::: EXCERPT PROVIDED
Bloopin' Bioroids

Satoshi 466

This is a list I've been iterating on for the past week in jnet casuals, with enough success to keep me interested, even against high level players. Someone asked me for a link so I figured I'd post it.

This is the first list I've seen that is combining the Harmonic ice with the LEO Construction: Labor Solutions corp id.


I had this idea after playing a bunch of (fun) games with another LEO list from Denver Megacity, which built on a series of earlier tournament LEO lists.

One thing that stands out is that these lists don't play more than a handful of bioroid ICE -- just Bumi 1.0, Bran 1.0, and Tyr. The LEO ability is primarily fed by Bumi and the Bioroid upgrades, and it might get used on Bran in critical moments.

This turns out to be enough bioroids to make effective use of LEO's ability, and other bioroid ice like Ansel 1.0 are just not good enough to make the cut.

However, my experience with those lists has been that while they can be strong, you live or die by whether you draw enough econ early and find the right ice. I recalled that Wave is one of the few ways to tutor ice, and it occurred to me that the harmonic ice is cheaper across the board.

After thinking more and playing with this list, I think there are a number of reasons why Harmonic ice may be better in the current meta than they were during the Ashes cycle:

  • Cleaver is now banned, which helps Echo greatly. The only fracter which breaks more than one sub per credit is Tremolo, but only in the late game and that card barely sees play. Echo will even become taxing vs. Lobisomem which I do occasionally see on jnet.
::::::
::: DATA BLOCK
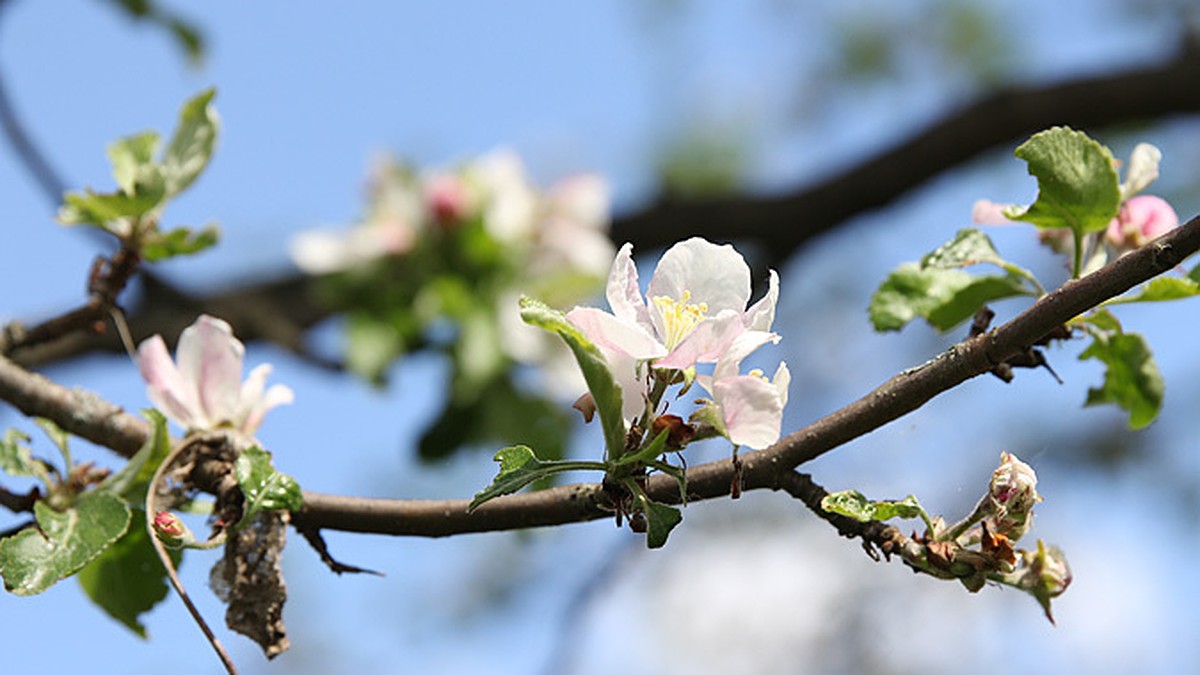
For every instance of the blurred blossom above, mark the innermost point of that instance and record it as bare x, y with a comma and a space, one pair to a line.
203, 387
693, 311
::::::
TO-DO LIST |
1. In the Bloopin' Bioroids post, which three bioroid ice do the earlier LEO lists play?
2. Please continue the Bloopin' Bioroids post from the point where it stops.

TASK RESPONSES |
1. Bumi 1.0, Bran 1.0, and Tyr.

2.
  • Wave is more impactful in a generally lower econ environment. Originally, people often complained that "it doesn't do anything" and runners would just let it fire without caring. In my games today, usually runners feel compelled to break it once it's more than 2 or 3 credits. Wave is also a fine thing to throw on top to absorb Tsakhia "Bankhar" Gantulga which is pervasive nowadays.
  • Bloop is still quite expensive for all the popular killers.
  • Opening hands with Echo and Wave are very nice and retain tempo against early aggression. You are typically able and happy to rez both on turn 1, which isn't the case for a lot of corp ice suites today.

LEO's ability helps you overcome some awkwardness of harmonic ice early on:

  • If your scoring remote is Bloop over Echo, then you can't rez Bloop if they run because you don't have a harmonic ice rezzed yet. But if it's Echo over Bloop, then your last ice isn't ending the run. However, if you have a bioroid upgrade in the remote, then you can end the run after e.g. trashing their fracter with Bloop, and then actually keep them out. So, Bloop-on-bottom can work just fine in a scoring remote.

Other cards already in these LEO decks work well with the harmonic ice:

  • Mercia B4LL4RD helps you build up to 3-deep servers without breaking the bank.
  • Vovô Ozetti helps you rez (and re-rez) it all for pennies, or free in the case of Echo and Wave.

Additionally, we are playing Mitra Aman which can do good things with the harmonic ice.

  • You can swap Wave with something from your hand unexpectedly, perhaps another harmonic ice. Then next turn you can reinstall Wave on top, bankhar proofing the server, and if they run it, tutoring another ice, and bumping all the Echo up another time.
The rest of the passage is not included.